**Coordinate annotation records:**
========

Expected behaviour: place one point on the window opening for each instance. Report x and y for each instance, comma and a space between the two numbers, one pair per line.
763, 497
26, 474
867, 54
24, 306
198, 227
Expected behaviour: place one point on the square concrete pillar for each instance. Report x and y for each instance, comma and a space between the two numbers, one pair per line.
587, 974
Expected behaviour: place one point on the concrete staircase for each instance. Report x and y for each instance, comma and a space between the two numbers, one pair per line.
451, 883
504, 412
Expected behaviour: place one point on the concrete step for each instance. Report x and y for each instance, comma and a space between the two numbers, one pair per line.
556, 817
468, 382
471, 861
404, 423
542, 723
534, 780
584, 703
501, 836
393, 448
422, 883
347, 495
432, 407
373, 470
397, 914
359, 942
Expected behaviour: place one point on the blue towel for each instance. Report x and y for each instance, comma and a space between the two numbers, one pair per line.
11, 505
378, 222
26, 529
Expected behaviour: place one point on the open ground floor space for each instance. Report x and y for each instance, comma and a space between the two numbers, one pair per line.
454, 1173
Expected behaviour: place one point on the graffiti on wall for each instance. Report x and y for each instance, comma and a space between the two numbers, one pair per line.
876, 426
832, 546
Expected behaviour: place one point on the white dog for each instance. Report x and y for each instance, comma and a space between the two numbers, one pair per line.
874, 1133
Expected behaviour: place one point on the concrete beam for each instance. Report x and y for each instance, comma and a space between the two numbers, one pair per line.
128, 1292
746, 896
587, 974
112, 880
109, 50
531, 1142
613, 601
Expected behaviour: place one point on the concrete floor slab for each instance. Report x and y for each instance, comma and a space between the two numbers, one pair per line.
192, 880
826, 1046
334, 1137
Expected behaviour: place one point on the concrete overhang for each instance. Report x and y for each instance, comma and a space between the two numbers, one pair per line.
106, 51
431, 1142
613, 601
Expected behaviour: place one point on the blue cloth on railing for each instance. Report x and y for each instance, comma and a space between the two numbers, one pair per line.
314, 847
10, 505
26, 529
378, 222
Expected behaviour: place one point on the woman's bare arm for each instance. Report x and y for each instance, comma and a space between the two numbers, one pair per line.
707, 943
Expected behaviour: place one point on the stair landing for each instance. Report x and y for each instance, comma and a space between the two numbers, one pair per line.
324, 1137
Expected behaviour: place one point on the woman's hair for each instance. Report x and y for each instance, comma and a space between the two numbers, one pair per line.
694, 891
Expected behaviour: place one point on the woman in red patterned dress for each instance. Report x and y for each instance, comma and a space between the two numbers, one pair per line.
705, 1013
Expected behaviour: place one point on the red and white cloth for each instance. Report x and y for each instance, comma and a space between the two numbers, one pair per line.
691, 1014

========

**WORK INSTRUCTIONS:** Extract each line of the material exactly as it stands.

**FULL SOLUTION:**
Expected behaviour: place one point on the window opening for each instance. Report x and y for each instance, comma and a space between the two numbers, one pair per line.
763, 497
26, 474
867, 54
24, 306
198, 227
Expected behaviour: place one point on the square concrete pillar for each instance. Report x and y for each instance, comma and a space between the two numbers, one pair per line.
587, 974
Expected behaviour: place one point on the concrete staircase for each instance. Report x and y for each instance, comma and a space between the two numbers, one pair per line.
451, 883
504, 412
Expected behaviour: place one point on the concrete step for each instance. Report x and y for each instance, comma and a space between the two numbers, one pair per line.
556, 817
468, 382
471, 861
404, 423
542, 723
534, 780
584, 703
501, 836
393, 448
422, 883
347, 495
432, 407
373, 470
397, 914
359, 942
Expected behaviour: place one point on the blue towel for each instance. Report x and y for each instance, comma and a space between the two numbers, one pair per line.
11, 505
378, 222
26, 529
Expected behaviour: place one point on the open ground floor space for each instance. Report x and y for each instance, comma and a space between the two numbers, one pair per line.
454, 1173
Expected behaviour: place one point on the graffiti on wall for each instance. Report x and y for each instance, comma and a space between the two numbers, one pair per line.
876, 426
832, 546
Expected behaviour: place one point on the white dog for each instance. Report x and y for each instance, comma and a space between the two numbers, one pair per line.
874, 1133
Expected behaviour: place one point on the concrete beam for each instance. Report x and y for each instance, comma and a space between the two numbers, one pair per line.
128, 1292
746, 896
587, 974
112, 880
109, 50
531, 1142
613, 601
Expected behaviour: place one point on the concrete floor slab for each instance. Report x and y for each instance, comma and a space between the two numbers, one pair per line.
192, 880
826, 1046
334, 1137
Expected behaviour: place one point on the concrete overhang for each instance. Report x and y for each instance, comma and a space between the two numbers, one pair per line.
106, 51
431, 1142
613, 601
Expected behaviour: place one point on the blue cloth on railing for each instance. Report x and y for each instance, comma and a space between the two numbers, one pair per line.
314, 847
10, 505
26, 529
378, 222
Expected behaviour: place one point on the woman's bare arm for each instance. Report x and y for each instance, comma and a space between the two numbers, one pair per line.
707, 943
Expected behaviour: place one point on the stair landing for each instance. Report x and y for each instance, comma and a space between the two numbers, one pair per line.
324, 1137
Expected behaviour: place one point on the woman's hair for each instance. Report x and y for each instance, comma and a space between the two numbers, one pair per line.
694, 891
Expected behaviour: place one point on the woman in red patterned dress for each instance. Report x and y for each instance, comma and a space between the two numbers, one pair per line.
705, 1013
Expected behaviour: place one point on the red and white cloth for each instance. Report x and y for each instance, comma and a space between the two numbers, one pair per line.
691, 1014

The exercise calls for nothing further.